» **EXTRAIT CHOISI**:
┄┄┄┄┄┄┄┄┄┄┄┄┄┄┄┄┄┄┄┄

L’Etat est communément défini comme une collectivité qui se compose d’un territoire et d’une population soumis à un pouvoir politique organisé. Un Etat se caractérise donc par la souveraineté : C’est un attribut de l’Etat mais pas une condition d’existence : c’est la conséquence de la qualité de l’Etat.
Les éléments constitutifs de l’Etat
3 éléments doivent être réunis : il n’y a pas d’Etat sans territoire, ni sans population, ni sans gouvernement.
Le territoire
C’est l’assise spatiale de l’Etat, l’espace dans lequel l’Etat/gouvernement exerce ses compétences.
Le territoire est « l’espace comprenant des éléments terrestres et non terrestres (espace aérien, éventuellement espace maritime) dans le cadre duquel l’Etat exerce sa souveraineté». conséquence : c’est aussi la limite : hors du territoire, la compétence de l’Etat ne s’exerce pas, seulement à l’intérieur des frontières.
Il y a donc un lien entre le territoire et le gouvernement. Le territoire est important car il faut que le gouvernement exprime pleinement sa souveraineté sur tout le territoire.
Il y a aussi un lien entre le territoire et la population : pas d’Etats nomades. Le territoire est l’endroit où vit la population.

┄┄┄┄┄┄┄┄┄┄┄┄┄┄┄┄┄┄┄┄

» **À FAIRE**:
[1] Dans l'extrait sur l'État, relevez les trois éléments qui doivent être réunis pour qu'il y ait un État.
[2] Recopiez l'extrait sur l'État de « L’Etat est communément » à « ni sans gouvernement. ».

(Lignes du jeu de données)
┄┄┄┄┄┄┄┄┄┄┄┄┄┄┄┄┄┄┄┄

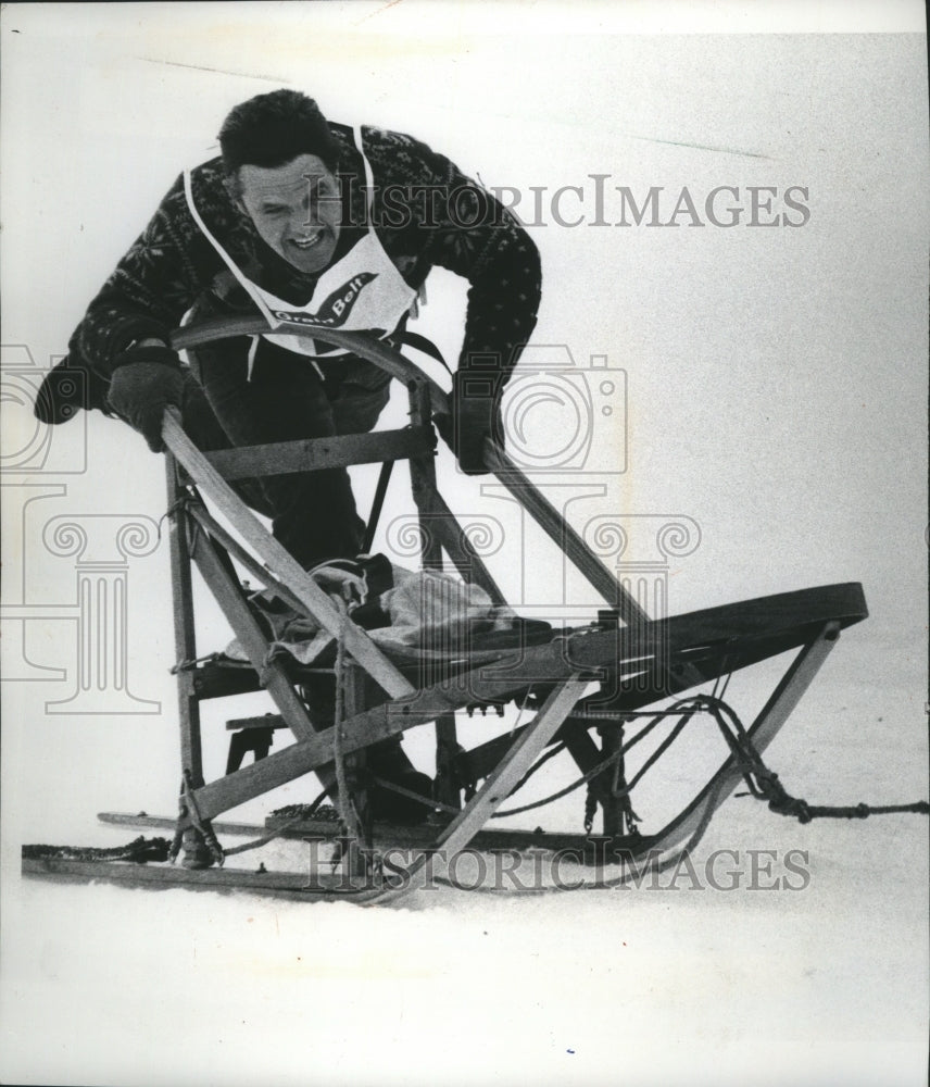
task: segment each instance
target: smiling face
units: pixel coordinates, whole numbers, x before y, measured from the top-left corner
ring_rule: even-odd
[[[332,260],[342,222],[339,183],[315,154],[284,166],[244,165],[238,203],[262,239],[300,272],[322,272]]]

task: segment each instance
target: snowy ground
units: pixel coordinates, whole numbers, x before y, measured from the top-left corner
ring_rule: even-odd
[[[133,5],[101,5],[99,22],[88,5],[4,12],[4,203],[16,208],[4,345],[40,367],[60,353],[179,167],[213,153],[226,110],[275,86],[317,93],[338,120],[409,130],[489,185],[587,186],[589,215],[595,173],[638,193],[806,186],[797,230],[535,230],[537,340],[582,364],[609,352],[627,372],[625,433],[595,433],[570,482],[604,489],[571,517],[699,525],[700,547],[666,571],[671,612],[864,583],[870,619],[843,635],[769,749],[786,786],[820,803],[926,798],[925,38],[709,24],[702,37],[637,37],[593,3],[583,18],[533,5],[524,34],[526,5],[493,21],[435,5],[448,10],[414,23],[416,4],[389,7],[363,22],[369,5],[149,5],[144,25]],[[452,353],[461,302],[439,276],[424,322]],[[32,426],[22,408],[4,402],[14,450],[28,445],[15,446]],[[397,401],[386,422],[402,412]],[[126,567],[129,691],[147,703],[53,705],[75,684],[76,560],[45,528],[65,515],[99,527],[101,514],[153,525],[164,512],[162,466],[141,440],[95,413],[72,448],[68,426],[64,460],[3,467],[4,605],[35,609],[14,627],[23,659],[61,670],[3,688],[4,1083],[926,1083],[917,815],[800,826],[731,799],[695,852],[700,886],[686,874],[675,888],[543,897],[439,888],[375,910],[22,879],[23,842],[123,842],[96,812],[167,814],[176,799],[164,541]],[[455,477],[445,453],[439,470],[456,510],[500,517],[508,547],[489,563],[508,590],[591,613],[504,503]],[[370,476],[359,489],[370,493]],[[400,490],[390,503],[388,521],[406,510]],[[228,630],[200,603],[208,652]],[[4,640],[11,653],[5,626]],[[746,716],[764,696],[762,678],[734,680]],[[225,711],[206,714],[208,776],[222,772],[224,717],[252,703]],[[409,745],[429,769],[425,740]],[[540,788],[562,779],[549,769]],[[691,769],[706,767],[684,767],[669,794]],[[310,792],[296,783],[230,815],[260,821]],[[580,805],[562,802],[546,826],[577,828]],[[726,871],[722,850],[736,853],[732,890],[700,879],[715,853]],[[771,854],[772,878],[794,884],[791,851],[807,858],[802,889],[752,888],[753,857],[767,885]]]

┄┄┄┄┄┄┄┄┄┄┄┄┄┄┄┄┄┄┄┄

» **RÉPONSES DONNÉES**:
[1] Le territoire, la population et le gouvernement.

[2]
L’Etat est communément défini comme une collectivité qui se compose d’un territoire et d’une population soumis à un pouvoir politique organisé. Un Etat se caractérise donc par la souveraineté : C’est un attribut de l’Etat mais pas une condition d’existence : c’est la conséquence de la qualité de l’Etat.
Les éléments constitutifs de l’Etat
3 éléments doivent être réunis : il n’y a pas d’Etat sans territoire, ni sans population, ni sans gouvernement.